Requirements:
Reproduce the items from the start through the line containing "[124,94,134,112]", both lines included. Keep every line as it stands, except multiply each bounding-box coordinate in the answers by 0.45 and round it to a whole number, with halves rounded up.

Some records
::::::::
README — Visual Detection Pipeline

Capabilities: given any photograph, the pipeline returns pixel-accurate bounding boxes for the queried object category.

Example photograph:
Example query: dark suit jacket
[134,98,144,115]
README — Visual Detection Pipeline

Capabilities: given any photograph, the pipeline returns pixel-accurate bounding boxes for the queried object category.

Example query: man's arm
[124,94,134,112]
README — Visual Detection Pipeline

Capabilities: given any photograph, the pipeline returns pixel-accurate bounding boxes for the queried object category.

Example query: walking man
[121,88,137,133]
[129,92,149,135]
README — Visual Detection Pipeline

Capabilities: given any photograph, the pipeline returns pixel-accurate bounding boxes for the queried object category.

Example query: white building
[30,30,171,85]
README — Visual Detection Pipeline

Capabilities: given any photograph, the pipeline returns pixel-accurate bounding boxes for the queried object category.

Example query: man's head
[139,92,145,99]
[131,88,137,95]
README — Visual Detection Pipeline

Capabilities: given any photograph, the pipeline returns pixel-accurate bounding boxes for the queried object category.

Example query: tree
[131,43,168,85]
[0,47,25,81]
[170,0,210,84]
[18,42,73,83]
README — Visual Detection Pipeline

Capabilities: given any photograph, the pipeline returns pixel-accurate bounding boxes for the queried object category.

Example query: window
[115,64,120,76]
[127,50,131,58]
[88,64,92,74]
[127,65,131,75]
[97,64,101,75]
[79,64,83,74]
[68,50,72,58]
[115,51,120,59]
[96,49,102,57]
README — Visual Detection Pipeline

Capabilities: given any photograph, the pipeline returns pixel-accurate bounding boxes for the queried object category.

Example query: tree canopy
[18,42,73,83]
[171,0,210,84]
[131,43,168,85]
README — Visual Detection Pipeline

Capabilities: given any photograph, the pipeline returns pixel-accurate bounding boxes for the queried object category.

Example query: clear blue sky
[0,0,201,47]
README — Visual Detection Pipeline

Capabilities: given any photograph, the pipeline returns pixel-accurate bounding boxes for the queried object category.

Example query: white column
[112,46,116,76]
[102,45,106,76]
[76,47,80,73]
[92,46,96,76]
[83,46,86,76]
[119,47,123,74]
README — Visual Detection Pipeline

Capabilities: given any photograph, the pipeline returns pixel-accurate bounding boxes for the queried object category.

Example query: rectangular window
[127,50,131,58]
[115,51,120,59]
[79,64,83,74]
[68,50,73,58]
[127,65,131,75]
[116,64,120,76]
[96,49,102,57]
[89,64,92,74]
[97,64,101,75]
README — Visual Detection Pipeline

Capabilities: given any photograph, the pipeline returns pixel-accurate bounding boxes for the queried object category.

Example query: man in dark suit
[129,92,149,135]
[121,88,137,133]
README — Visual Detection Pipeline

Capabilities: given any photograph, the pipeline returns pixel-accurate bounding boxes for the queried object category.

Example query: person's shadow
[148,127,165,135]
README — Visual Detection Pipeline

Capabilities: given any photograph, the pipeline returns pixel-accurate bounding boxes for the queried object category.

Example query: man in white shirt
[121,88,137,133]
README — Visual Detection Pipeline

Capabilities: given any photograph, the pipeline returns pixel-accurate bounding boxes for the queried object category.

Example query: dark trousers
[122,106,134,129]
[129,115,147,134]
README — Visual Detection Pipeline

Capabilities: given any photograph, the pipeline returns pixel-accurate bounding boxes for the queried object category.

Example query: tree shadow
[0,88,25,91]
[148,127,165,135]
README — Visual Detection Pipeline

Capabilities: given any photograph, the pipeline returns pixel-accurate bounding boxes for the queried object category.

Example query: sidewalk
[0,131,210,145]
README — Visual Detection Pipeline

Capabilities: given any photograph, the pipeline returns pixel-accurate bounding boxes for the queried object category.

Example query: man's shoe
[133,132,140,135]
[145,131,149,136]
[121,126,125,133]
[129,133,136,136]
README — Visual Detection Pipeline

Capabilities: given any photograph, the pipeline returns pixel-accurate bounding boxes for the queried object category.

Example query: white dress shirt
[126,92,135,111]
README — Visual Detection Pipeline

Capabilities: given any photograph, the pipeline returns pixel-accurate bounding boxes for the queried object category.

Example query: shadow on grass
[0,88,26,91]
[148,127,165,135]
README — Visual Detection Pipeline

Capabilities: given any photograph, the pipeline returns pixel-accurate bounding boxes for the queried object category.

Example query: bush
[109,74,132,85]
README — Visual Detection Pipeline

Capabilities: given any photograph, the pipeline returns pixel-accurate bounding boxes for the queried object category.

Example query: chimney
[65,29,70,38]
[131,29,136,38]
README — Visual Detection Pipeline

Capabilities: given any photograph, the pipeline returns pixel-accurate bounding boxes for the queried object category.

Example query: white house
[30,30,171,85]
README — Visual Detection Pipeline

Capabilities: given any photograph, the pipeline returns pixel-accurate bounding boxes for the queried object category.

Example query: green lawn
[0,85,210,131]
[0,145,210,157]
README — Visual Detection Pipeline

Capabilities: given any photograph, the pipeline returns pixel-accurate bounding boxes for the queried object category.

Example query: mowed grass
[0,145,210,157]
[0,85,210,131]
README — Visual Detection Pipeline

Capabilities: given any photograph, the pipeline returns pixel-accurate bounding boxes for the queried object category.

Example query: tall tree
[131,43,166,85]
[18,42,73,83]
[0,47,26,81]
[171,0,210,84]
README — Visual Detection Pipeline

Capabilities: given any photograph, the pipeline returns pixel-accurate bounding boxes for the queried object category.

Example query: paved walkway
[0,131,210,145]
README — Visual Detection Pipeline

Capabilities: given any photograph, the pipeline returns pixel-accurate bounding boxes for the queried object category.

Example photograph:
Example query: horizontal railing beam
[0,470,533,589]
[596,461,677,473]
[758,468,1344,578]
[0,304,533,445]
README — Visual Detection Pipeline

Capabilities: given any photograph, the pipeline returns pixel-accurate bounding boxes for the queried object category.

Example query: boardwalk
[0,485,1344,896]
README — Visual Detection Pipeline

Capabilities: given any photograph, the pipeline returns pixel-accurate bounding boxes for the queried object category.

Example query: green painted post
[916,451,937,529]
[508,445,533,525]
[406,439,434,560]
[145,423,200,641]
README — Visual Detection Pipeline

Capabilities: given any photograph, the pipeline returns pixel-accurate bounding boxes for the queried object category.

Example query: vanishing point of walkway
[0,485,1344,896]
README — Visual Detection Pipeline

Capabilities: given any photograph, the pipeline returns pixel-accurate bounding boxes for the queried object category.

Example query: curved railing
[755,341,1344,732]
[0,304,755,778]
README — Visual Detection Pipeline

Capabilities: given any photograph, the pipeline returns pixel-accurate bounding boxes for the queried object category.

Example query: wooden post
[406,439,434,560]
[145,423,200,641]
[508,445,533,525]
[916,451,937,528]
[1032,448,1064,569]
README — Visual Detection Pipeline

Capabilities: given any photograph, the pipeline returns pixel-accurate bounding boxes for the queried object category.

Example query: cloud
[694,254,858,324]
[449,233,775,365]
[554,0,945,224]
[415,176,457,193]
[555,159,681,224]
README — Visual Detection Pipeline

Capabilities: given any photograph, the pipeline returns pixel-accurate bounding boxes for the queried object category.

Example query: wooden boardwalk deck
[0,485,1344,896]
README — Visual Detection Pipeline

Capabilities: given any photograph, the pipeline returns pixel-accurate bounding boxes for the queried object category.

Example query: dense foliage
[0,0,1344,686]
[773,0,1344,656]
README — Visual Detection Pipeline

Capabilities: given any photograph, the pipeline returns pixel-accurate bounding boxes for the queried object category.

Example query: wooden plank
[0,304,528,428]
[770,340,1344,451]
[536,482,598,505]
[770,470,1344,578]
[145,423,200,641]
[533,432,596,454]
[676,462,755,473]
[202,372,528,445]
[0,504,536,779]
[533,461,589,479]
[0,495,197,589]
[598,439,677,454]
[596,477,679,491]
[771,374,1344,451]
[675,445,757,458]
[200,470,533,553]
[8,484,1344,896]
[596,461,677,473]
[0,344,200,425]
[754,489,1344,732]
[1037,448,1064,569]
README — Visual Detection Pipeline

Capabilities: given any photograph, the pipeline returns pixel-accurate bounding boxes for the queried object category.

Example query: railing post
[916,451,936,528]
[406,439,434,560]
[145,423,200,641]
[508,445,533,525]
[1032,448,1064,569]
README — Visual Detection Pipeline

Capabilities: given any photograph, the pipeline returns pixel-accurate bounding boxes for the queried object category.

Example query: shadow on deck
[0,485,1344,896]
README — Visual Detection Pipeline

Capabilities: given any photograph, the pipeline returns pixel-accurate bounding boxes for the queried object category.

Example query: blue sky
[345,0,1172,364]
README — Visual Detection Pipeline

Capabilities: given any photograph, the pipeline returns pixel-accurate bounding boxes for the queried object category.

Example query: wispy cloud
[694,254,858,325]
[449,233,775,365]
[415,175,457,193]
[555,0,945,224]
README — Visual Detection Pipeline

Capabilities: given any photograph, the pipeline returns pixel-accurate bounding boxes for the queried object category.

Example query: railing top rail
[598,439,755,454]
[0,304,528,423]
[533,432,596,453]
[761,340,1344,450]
::::::::
The solution:
README — Visual Detection Pipeline

Capabilities: given any photograph, the pipeline returns pixel-accurate bounding boxes for the queried object category.

Example photograph:
Example query: dark suit jacket
[60,44,65,52]
README — Visual Detection Pipeline

Capabilities: given any photograph, the pipeline returns pixel-accurate bounding boxes for the queried object category.

Example query: man's arm
[56,42,60,50]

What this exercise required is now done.